**WHAT THE TASK ASKS:**
Output exactly the lines between the line that contains "For the evaluation set, tag each instance of the woman in" and the last line of the material, counting both.

**GIVEN INFORMATION:**
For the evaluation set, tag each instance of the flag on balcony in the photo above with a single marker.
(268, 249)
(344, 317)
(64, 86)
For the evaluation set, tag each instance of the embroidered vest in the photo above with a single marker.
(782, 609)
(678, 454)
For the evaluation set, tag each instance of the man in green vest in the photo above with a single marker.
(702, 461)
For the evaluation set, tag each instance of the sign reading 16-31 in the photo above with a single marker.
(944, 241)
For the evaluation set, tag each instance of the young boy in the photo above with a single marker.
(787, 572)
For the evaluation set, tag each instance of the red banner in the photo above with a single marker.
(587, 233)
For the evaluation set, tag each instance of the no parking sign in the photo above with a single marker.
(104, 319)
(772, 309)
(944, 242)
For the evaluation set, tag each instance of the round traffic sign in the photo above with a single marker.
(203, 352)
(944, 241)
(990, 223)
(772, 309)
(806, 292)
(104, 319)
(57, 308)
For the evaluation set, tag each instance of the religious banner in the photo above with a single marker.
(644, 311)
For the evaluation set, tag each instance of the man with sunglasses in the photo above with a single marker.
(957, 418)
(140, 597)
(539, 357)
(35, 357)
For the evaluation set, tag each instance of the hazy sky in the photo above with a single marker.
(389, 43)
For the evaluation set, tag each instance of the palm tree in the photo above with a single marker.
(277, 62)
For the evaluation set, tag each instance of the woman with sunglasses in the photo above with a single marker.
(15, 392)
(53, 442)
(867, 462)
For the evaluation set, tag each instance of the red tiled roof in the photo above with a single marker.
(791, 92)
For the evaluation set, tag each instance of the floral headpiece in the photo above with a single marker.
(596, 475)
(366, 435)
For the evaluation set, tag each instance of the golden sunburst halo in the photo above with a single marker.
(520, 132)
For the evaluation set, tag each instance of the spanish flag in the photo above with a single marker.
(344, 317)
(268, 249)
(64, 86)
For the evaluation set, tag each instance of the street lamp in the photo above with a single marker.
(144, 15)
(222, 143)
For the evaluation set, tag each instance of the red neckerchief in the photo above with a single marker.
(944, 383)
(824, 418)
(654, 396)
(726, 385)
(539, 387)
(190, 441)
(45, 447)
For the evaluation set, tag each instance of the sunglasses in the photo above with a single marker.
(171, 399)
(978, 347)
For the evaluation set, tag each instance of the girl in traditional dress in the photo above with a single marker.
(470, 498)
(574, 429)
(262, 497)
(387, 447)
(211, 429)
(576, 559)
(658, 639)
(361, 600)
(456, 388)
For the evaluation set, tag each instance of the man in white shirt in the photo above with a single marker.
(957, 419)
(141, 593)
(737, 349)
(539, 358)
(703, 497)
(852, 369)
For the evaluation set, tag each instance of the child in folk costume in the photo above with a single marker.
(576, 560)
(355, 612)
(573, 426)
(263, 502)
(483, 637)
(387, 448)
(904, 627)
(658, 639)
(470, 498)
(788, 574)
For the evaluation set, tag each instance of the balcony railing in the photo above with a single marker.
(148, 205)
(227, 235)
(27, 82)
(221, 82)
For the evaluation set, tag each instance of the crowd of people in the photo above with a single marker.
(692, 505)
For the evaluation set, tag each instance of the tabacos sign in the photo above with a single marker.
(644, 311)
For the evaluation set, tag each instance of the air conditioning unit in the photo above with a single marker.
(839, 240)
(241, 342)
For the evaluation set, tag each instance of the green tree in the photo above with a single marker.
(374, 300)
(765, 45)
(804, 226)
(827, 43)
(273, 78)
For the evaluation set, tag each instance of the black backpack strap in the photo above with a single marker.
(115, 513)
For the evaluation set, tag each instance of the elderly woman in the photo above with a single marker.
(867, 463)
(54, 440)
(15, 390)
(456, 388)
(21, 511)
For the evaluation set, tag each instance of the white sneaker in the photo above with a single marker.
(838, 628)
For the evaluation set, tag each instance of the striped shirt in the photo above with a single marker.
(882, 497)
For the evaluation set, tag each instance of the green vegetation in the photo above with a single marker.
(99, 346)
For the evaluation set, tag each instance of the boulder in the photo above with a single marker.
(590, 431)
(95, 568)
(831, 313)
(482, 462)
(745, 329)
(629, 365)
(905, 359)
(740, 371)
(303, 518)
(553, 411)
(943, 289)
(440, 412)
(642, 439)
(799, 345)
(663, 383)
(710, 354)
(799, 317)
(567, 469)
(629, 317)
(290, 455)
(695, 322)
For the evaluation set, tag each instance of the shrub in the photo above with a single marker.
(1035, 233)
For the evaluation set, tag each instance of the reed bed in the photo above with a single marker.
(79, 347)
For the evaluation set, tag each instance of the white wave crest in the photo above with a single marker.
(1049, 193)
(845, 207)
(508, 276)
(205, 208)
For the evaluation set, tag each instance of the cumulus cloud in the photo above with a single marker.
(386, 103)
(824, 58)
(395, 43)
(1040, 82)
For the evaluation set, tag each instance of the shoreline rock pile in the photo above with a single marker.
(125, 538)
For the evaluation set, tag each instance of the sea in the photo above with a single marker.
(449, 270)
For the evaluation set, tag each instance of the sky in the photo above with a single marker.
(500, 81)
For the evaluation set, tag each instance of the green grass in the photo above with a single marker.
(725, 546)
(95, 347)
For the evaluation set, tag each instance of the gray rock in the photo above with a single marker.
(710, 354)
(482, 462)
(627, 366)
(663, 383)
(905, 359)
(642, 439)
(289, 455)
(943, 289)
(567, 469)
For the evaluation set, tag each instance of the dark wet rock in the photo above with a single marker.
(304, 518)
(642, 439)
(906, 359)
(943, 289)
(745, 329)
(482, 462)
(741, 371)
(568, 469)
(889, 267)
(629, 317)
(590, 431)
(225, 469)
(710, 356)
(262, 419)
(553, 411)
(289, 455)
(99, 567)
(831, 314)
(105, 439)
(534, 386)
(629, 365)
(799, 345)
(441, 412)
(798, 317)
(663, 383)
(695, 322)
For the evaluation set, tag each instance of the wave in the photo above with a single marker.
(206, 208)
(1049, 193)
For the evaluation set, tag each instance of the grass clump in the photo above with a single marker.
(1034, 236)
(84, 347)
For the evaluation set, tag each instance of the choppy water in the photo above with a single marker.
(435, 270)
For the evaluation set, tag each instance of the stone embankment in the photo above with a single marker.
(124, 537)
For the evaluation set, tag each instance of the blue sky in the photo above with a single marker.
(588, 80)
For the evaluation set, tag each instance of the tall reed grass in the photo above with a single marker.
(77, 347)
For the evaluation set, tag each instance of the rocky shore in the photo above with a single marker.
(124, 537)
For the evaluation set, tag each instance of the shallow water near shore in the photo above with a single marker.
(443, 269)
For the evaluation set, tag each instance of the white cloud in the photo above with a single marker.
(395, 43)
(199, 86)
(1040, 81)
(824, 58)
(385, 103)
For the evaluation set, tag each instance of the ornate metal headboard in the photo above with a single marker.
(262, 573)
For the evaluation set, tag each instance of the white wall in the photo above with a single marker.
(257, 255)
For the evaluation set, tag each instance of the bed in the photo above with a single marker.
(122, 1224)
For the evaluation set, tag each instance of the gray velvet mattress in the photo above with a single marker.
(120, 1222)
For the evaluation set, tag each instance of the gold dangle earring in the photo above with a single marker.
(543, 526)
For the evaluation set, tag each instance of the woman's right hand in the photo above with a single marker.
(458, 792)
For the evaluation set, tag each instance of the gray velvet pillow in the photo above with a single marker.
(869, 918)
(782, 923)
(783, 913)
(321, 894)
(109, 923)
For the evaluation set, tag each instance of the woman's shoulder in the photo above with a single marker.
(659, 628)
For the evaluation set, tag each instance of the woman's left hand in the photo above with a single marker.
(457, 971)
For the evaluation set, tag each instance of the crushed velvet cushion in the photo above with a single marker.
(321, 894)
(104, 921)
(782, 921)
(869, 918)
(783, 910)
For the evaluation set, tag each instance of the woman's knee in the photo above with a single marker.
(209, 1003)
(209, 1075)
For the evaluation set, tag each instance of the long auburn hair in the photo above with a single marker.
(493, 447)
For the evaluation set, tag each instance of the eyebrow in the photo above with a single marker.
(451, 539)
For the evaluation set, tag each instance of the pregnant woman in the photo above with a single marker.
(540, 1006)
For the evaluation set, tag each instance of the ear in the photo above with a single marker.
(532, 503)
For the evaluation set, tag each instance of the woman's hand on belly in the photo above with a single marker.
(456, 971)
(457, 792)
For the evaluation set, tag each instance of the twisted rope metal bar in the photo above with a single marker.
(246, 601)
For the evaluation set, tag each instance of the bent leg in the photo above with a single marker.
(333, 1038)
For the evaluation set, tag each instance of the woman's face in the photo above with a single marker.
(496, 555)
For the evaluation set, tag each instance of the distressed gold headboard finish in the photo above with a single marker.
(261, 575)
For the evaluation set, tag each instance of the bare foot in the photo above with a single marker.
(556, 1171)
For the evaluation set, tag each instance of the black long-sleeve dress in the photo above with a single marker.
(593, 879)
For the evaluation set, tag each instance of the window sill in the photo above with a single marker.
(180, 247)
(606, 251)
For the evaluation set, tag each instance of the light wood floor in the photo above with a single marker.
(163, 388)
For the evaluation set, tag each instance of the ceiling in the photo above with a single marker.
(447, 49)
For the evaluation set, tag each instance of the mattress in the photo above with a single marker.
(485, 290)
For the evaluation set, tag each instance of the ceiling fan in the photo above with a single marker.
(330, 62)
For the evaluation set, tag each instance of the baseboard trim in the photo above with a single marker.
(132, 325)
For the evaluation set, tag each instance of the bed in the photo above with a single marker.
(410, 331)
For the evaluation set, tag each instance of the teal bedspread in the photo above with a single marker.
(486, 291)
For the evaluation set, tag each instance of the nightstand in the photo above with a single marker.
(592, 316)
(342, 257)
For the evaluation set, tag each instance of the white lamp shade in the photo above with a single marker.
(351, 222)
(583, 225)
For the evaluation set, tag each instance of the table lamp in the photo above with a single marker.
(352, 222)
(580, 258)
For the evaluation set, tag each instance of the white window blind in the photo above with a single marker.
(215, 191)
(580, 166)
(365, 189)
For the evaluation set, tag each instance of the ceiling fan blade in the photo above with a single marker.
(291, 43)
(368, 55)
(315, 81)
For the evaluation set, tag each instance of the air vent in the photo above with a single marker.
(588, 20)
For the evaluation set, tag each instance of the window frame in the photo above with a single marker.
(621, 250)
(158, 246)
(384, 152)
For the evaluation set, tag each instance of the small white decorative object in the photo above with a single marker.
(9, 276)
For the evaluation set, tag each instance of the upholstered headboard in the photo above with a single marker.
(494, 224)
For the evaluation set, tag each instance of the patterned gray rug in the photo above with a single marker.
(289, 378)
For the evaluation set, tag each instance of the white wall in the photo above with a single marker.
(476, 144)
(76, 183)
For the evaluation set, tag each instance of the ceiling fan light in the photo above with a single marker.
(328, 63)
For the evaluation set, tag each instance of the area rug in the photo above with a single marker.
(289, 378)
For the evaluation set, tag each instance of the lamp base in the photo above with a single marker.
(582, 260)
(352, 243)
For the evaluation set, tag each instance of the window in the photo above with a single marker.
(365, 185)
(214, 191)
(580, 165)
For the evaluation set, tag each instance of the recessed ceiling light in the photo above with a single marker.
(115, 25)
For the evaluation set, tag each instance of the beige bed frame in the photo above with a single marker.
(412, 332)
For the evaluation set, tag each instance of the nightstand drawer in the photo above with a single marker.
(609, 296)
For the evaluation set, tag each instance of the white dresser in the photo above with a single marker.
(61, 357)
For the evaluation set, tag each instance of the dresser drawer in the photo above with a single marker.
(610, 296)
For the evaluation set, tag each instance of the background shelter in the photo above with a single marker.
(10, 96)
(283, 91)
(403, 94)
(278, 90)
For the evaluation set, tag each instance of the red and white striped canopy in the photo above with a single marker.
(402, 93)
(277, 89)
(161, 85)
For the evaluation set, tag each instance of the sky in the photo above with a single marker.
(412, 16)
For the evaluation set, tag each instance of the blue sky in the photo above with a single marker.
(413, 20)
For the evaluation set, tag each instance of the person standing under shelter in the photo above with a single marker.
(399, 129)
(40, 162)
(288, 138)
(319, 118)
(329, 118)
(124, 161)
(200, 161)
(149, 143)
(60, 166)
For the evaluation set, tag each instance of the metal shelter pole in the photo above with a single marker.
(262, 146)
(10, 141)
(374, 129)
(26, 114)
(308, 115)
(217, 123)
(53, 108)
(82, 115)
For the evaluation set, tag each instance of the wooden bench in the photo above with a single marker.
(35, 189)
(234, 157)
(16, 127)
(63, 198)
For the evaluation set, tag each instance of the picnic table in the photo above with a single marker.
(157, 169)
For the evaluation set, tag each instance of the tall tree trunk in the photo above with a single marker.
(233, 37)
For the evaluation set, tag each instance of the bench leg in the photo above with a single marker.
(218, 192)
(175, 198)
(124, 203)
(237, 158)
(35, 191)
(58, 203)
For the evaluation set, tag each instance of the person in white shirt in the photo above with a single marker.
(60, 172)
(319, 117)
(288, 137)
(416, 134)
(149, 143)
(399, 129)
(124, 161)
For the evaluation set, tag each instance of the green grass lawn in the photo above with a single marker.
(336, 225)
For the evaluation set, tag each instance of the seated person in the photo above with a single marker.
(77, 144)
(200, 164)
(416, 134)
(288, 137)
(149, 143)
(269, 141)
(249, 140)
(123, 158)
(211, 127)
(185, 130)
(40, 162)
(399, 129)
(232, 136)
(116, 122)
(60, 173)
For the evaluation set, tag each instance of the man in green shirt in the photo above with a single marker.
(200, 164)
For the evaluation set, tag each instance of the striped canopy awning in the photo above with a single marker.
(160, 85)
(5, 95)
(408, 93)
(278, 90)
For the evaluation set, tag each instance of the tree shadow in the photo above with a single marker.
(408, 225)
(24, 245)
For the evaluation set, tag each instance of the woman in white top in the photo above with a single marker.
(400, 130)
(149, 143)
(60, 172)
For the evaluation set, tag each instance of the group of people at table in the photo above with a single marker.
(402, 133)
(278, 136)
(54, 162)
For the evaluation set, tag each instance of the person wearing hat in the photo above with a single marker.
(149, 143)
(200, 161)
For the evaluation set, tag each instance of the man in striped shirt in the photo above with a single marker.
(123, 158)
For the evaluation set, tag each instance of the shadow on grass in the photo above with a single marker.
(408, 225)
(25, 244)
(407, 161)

**COMPLETE OUTPUT:**
For the evaluation set, tag each instance of the woman in white top in the photo above with a single marker.
(400, 130)
(149, 143)
(60, 172)
For the evaluation set, tag each instance of the group of people at table in the photo above with a single marker.
(402, 133)
(278, 136)
(54, 162)
For the evaluation set, tag each instance of the person wearing hat in the photo above with a single marker.
(149, 143)
(200, 161)
For the evaluation set, tag each instance of the man in striped shirt in the photo above with a single marker.
(123, 158)
For the evaluation set, tag each instance of the shadow on grass in the photo above with a single marker.
(408, 225)
(25, 244)
(407, 161)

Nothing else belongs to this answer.